▶ _Record excerpts_:
------------------------------

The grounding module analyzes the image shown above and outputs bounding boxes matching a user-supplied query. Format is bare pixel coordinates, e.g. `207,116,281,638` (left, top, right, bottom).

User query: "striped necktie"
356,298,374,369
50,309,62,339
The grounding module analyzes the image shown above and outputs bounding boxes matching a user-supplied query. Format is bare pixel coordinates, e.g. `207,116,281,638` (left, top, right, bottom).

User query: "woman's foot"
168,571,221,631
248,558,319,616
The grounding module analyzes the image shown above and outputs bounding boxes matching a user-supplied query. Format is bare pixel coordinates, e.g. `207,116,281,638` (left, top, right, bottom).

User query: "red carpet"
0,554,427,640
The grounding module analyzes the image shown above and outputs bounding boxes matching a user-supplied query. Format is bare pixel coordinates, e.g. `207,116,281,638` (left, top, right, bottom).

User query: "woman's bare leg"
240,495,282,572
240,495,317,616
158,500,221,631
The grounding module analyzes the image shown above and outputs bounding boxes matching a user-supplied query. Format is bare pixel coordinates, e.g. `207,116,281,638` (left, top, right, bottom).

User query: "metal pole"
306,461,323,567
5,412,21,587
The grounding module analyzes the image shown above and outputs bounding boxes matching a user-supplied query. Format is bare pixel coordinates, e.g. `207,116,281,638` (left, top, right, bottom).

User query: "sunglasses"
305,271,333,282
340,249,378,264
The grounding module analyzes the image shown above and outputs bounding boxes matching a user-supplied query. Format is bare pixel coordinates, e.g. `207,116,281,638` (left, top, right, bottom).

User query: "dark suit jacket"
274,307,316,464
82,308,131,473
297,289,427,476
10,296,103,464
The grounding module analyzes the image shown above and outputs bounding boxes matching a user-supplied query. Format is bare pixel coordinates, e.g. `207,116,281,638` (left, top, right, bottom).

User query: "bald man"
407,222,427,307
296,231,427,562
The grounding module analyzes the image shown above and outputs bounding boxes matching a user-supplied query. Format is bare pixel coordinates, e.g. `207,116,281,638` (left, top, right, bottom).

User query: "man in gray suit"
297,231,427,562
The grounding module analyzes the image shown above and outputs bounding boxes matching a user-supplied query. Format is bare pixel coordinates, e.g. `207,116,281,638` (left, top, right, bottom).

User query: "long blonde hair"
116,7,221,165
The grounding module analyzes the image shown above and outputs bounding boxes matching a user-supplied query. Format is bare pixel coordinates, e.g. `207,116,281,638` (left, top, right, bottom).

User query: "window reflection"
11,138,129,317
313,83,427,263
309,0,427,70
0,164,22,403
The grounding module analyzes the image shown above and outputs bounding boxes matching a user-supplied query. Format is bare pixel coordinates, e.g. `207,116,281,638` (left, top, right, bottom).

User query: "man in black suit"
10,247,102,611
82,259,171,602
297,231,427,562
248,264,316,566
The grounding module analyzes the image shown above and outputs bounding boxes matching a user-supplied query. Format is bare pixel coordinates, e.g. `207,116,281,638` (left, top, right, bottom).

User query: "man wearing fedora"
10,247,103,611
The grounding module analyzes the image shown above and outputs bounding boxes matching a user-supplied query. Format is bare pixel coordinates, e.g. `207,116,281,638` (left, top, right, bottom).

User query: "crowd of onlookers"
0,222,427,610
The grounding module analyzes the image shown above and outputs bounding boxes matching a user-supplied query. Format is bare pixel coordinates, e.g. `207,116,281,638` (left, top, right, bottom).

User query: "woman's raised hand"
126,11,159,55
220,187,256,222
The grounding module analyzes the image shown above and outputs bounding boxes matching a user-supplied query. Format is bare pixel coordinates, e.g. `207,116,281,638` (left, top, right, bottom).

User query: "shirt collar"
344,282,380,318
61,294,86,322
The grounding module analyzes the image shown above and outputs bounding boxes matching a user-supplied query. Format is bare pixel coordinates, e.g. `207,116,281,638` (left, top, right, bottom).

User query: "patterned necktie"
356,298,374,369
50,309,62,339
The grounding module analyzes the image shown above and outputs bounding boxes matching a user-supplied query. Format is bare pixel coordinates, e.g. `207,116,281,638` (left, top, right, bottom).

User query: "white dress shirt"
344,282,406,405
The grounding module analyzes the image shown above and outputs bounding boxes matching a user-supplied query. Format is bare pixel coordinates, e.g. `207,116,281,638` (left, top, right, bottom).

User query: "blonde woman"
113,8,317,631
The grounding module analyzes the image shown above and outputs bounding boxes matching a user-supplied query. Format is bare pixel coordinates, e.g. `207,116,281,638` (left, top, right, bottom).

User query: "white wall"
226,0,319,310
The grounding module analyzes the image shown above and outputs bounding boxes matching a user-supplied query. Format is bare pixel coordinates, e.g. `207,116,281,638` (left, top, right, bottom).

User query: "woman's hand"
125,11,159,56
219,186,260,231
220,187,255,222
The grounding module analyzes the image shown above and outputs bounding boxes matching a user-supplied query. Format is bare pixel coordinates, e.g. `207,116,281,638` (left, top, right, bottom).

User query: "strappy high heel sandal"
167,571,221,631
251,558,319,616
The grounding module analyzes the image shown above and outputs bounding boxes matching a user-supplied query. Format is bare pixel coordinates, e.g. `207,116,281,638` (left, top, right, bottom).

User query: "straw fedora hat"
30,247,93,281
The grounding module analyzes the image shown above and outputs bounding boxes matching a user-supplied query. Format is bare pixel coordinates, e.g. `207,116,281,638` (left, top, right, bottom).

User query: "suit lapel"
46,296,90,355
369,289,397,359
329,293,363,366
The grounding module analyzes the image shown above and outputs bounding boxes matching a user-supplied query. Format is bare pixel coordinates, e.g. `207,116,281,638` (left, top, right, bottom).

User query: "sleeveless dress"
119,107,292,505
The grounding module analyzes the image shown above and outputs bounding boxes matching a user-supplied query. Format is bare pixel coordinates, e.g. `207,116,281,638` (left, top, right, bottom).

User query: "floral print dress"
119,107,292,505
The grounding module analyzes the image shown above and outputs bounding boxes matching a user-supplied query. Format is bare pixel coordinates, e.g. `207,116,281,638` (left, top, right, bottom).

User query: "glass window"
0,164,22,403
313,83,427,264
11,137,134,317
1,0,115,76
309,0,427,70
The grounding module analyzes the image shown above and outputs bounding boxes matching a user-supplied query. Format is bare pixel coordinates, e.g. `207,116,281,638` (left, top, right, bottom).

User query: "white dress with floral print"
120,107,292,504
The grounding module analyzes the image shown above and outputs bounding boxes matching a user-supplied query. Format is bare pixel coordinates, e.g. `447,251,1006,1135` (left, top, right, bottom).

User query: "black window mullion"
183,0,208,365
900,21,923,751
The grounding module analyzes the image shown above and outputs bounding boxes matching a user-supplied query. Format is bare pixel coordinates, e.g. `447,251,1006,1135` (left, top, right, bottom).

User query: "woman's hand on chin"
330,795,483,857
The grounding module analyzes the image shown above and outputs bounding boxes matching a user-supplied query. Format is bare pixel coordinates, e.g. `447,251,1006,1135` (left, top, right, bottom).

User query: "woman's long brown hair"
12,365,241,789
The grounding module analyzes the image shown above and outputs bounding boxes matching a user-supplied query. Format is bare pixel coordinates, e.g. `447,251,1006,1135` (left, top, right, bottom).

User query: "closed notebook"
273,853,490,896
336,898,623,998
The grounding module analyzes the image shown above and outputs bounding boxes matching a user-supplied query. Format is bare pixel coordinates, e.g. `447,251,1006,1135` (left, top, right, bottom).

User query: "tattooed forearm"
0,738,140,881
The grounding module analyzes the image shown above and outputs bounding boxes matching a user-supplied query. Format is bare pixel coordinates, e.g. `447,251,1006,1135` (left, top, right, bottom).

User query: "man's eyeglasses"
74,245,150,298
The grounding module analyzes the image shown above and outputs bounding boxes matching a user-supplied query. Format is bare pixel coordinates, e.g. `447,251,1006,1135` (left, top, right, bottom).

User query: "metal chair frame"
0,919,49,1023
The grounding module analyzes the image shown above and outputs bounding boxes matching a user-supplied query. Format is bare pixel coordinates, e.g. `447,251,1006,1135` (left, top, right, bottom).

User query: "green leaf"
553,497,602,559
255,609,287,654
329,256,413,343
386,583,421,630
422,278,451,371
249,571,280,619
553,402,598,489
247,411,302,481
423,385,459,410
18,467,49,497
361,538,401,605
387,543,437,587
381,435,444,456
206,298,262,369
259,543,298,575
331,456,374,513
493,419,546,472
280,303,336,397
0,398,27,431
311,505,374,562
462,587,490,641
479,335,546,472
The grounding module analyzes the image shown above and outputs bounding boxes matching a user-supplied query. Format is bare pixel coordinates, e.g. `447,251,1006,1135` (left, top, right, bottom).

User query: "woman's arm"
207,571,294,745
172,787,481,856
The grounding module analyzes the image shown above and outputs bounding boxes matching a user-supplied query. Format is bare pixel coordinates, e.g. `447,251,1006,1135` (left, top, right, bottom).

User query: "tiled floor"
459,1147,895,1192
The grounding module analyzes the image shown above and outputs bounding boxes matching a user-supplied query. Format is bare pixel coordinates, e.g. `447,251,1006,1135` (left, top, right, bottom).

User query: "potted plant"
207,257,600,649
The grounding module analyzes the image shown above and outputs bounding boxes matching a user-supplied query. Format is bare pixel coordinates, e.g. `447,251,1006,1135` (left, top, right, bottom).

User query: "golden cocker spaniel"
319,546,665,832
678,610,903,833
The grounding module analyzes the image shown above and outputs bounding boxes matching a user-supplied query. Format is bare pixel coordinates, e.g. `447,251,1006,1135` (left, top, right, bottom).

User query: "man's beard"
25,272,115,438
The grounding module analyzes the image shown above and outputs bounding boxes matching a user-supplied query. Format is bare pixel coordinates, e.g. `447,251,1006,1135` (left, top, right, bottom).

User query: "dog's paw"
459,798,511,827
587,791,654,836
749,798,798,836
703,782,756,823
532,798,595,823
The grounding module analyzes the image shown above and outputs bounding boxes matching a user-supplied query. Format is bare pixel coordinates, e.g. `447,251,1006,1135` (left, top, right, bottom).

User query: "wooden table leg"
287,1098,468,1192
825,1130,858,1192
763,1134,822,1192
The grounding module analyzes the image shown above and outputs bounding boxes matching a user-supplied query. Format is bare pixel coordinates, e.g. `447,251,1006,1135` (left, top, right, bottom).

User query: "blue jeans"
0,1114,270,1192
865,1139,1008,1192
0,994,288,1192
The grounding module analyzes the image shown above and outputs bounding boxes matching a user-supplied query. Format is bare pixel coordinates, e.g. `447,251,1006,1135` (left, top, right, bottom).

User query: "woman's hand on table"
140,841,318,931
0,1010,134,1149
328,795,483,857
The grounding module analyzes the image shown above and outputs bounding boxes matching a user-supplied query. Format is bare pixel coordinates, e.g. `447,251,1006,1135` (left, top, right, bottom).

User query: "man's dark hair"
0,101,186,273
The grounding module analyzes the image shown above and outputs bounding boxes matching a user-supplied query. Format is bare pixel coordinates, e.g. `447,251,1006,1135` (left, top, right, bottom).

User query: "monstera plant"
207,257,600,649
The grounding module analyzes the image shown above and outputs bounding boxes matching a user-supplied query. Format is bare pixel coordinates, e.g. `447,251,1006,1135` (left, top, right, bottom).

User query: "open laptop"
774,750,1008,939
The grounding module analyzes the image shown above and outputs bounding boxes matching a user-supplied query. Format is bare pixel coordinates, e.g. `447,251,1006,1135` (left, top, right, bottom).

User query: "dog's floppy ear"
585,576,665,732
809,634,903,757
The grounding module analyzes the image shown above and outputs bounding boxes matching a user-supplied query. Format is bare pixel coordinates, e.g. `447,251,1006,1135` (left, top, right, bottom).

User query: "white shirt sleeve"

------------------------------

▶ _Stated goal_:
Count the lines in the items above that contain the word "floral", and reply with the number alone.

▶ _Answer to the exercise_:
2